- DATA PROVIDED:
::::

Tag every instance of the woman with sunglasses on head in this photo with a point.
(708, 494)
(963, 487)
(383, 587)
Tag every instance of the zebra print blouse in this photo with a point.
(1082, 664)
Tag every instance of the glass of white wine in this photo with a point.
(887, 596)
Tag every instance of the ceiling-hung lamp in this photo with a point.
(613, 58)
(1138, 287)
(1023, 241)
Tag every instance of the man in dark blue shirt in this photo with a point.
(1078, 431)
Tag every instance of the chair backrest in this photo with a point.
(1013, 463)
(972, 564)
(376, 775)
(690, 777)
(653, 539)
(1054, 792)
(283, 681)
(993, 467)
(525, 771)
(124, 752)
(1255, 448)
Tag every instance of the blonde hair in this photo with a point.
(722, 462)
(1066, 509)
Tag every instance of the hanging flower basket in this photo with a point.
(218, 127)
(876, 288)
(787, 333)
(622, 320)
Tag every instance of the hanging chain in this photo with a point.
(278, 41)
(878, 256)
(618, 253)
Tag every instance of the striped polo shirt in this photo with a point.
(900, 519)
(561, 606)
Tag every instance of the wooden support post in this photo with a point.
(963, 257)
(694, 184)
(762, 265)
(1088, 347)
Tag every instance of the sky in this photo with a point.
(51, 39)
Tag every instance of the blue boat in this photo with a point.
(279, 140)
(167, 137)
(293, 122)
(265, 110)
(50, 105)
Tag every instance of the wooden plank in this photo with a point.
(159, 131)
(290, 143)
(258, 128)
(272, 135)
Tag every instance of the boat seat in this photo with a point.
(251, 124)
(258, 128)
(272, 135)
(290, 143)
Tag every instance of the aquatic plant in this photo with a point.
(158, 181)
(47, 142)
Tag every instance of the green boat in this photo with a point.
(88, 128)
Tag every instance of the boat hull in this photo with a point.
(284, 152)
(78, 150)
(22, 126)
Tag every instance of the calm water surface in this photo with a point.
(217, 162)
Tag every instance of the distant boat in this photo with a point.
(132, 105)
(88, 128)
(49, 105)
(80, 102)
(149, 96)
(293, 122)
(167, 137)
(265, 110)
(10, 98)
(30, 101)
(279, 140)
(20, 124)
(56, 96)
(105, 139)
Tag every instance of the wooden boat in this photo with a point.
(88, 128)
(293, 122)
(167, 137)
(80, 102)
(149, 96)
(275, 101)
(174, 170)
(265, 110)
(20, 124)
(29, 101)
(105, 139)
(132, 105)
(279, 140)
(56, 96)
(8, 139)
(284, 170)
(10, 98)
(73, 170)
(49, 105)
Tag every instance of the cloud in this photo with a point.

::::

- SET EXERCISE: Write the material out again word for word.

- ANSWER FOR THE TASK:
Tag every instance of the woman with sunglasses on head in this photo with a point.
(708, 494)
(963, 487)
(383, 587)
Tag every instance of the zebra print blouse in this photo with a point.
(1082, 664)
Tag every instance of the glass of white wine in this photo with a point.
(887, 596)
Tag every instance of the ceiling-hung lamp in this photo with a point.
(613, 58)
(1138, 287)
(1023, 241)
Tag every instance of the man in dark blue shirt in this photo with a point.
(1078, 431)
Tag every instance of the chair backrest in this photo with a point.
(1013, 463)
(972, 564)
(376, 775)
(690, 777)
(653, 539)
(1054, 792)
(283, 681)
(993, 467)
(525, 771)
(124, 752)
(1255, 448)
Tag every instance of the blonde hair in this photo with a point.
(722, 462)
(1066, 509)
Tag every instance of the hanging flower basket in this photo with a point.
(218, 127)
(876, 288)
(787, 333)
(622, 320)
Tag every instance of the hanging chain in this photo with a point.
(278, 41)
(878, 256)
(618, 253)
Tag every instance of the striped polo shirt in this photo with a point.
(900, 519)
(561, 606)
Tag every instance of the wooden support post in this photo with a point.
(963, 257)
(694, 184)
(762, 265)
(1088, 347)
Tag every instance of the sky in this photo with a point.
(51, 39)
Tag every instance of the blue boat in this photo with a point.
(279, 140)
(167, 137)
(293, 122)
(265, 110)
(50, 105)
Tag every instance of the wooden plank in this photo with a point.
(159, 131)
(290, 143)
(258, 128)
(272, 135)
Tag every instance of the boat seat in this photo with a point.
(251, 124)
(258, 128)
(272, 135)
(290, 143)
Tag every instance of the aquatic plant in this photo with a point.
(158, 181)
(47, 142)
Tag every instance of the green boat in this photo with a point.
(88, 128)
Tag every instance of the boat hull in this photo with a point.
(284, 152)
(78, 150)
(22, 126)
Tag every instance of the calm water surface in this photo with a point.
(217, 162)
Tag every instance of the distant boat in this photo with a point.
(132, 105)
(88, 128)
(49, 105)
(80, 102)
(149, 96)
(293, 122)
(167, 137)
(265, 110)
(10, 98)
(30, 101)
(279, 140)
(20, 124)
(56, 96)
(105, 139)
Tag every instance of the wooden boat in this photo with a point.
(88, 128)
(293, 122)
(167, 137)
(80, 102)
(149, 96)
(275, 101)
(174, 170)
(265, 110)
(20, 124)
(29, 101)
(105, 139)
(132, 105)
(279, 140)
(56, 96)
(8, 139)
(284, 170)
(10, 98)
(73, 170)
(49, 105)
Tag every instance of the cloud in this photo with a point.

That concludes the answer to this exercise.